● Written task A:
In the Puppeteer thread, what change fixed the loop?

Search code examples
javascriptnode.jspuppeteerheadless-browser

My loop in Puppeteer isn't looping when creating PDF files from webpages


I'm attempting to use Puppeteer to scrape about 300 webpages to PDF, but my loop isn't working. The intent is that Puppeteer loads each page from an array, generates a PDF, and then works through all of the URLs before closing.

Using the code below, Puppeteer successfully scrapes the first URL -- and then stops.

Code (URLs are placeholders):

const puppeteer = require('puppeteer');

(async () => {
  // Create a browser instance
  const browser = await puppeteer.launch({ headless: true });

  // Create a new page
  const page = await browser.newPage();

  // Set viewport width and height
  await page.setViewport({ width: 1280, height: 720 });

  const urlArray = [
    'https://ask.metafilter.com/369890/Patio-furniture-designed-for-the-PNW',
    'https://ask.metafilter.com/369889/Its-the-police-should-I-document-my-concern',
    'https://ask.metafilter.com/369888/Training-my-over-excited-dog'
  ];

for(var i = 0; i < urlArray.length; i++) {

  const website_url = urlArray[i];

  // Open URL in current page
  await page.goto(website_url, { waitUntil: 'networkidle0' });

  // Download the PDF
  const pdf = await page.pdf({
    path: 'images/page_${i+1}.pdf',
    margin: { top: '100px', right: '50px', bottom: '100px', left: '50px' },
    printBackground: true,
  });


}
  // Close the browser instance
  await browser.close();
})();

However, if I attempt to create a screenshot, swapping out this:

// Download the PDF
  const pdf = await page.pdf({
    path: 'images/page.pdf',
    margin: { top: '100px', right: '50px', bottom: '100px', left: '50px' },
    printBackground: true,
  });

For this:

// Capture screenshot
  await page.screenshot({
    path: `images/screenshot_full_${i+1}.jpg`,
    fullPage: true
  });

It loops fine, and goes through every URL in the array.

What am I missing?

I'm working from these tutorials: https://www.bannerbear.com/blog/how-to-make-a-pdf-from-html-with-node-js-and-puppeteer/, https://www.bannerbear.com/blog/how-to-take-screenshots-with-puppeteer/


Solution

  • As @ggorlen pointed out, I was using single quotation marks where I should have had backticks:

    path: 'images/page_${i+1}.pdf'
    

    Should be:

    path: `images/page_${i+1}.pdf`

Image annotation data
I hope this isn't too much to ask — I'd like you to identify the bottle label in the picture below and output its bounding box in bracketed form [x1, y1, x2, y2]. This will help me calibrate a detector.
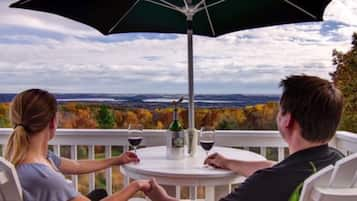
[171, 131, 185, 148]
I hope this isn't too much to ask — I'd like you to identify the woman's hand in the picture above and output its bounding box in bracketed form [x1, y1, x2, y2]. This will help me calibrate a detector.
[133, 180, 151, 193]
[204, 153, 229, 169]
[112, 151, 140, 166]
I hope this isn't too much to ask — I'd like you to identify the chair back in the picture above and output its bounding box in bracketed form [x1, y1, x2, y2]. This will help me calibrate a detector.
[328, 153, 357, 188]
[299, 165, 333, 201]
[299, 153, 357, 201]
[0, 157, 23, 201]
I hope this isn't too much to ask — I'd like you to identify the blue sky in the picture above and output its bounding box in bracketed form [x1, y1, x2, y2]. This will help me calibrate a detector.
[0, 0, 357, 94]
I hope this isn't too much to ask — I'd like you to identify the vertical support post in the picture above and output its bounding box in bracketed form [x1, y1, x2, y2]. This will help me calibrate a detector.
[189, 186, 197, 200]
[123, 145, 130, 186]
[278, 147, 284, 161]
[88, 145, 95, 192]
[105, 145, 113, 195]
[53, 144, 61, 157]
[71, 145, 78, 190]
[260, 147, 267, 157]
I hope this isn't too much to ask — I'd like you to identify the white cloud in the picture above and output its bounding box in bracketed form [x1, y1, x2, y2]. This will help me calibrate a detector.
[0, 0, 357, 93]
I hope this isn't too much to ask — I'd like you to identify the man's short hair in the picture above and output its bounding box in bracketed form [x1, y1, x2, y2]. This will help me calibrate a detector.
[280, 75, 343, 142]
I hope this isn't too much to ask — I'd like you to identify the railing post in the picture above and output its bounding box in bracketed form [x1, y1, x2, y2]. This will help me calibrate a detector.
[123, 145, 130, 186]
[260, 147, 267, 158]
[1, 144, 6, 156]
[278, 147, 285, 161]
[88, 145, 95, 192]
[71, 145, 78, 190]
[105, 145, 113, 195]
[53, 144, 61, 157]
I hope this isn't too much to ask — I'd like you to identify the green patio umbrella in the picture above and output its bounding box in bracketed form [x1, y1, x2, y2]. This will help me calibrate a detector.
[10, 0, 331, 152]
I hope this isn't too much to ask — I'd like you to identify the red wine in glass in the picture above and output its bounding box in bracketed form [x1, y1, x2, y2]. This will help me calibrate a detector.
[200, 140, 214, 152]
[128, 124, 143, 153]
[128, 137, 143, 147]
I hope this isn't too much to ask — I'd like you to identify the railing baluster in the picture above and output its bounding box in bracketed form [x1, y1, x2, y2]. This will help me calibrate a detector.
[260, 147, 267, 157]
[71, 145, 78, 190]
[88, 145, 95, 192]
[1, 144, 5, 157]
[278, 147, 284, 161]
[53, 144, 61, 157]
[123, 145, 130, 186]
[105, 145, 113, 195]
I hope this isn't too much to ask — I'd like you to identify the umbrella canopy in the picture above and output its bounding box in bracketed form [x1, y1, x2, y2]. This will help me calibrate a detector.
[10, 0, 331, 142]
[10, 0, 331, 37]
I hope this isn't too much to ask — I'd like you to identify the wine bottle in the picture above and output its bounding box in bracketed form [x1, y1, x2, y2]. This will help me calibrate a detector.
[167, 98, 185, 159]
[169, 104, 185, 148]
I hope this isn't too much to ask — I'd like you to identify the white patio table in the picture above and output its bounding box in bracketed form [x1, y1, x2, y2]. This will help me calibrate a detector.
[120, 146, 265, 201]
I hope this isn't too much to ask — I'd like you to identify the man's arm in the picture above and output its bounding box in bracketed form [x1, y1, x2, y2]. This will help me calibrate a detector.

● Written task B:
Update the listing from its first line through the line containing "[171, 131, 185, 148]", replacing "bottle label" with "bottle cap" and changing nothing else. Return only those lines, leaving out the picture.

● Worked solution A:
Replacing the single quotation marks around the PDF path with backticks.

● Worked solution B:
I hope this isn't too much to ask — I'd like you to identify the bottle cap in the picture below and output its bounding box in bracketed form [x1, y1, x2, y2]. This will help me calibrate a detector.
[171, 131, 185, 148]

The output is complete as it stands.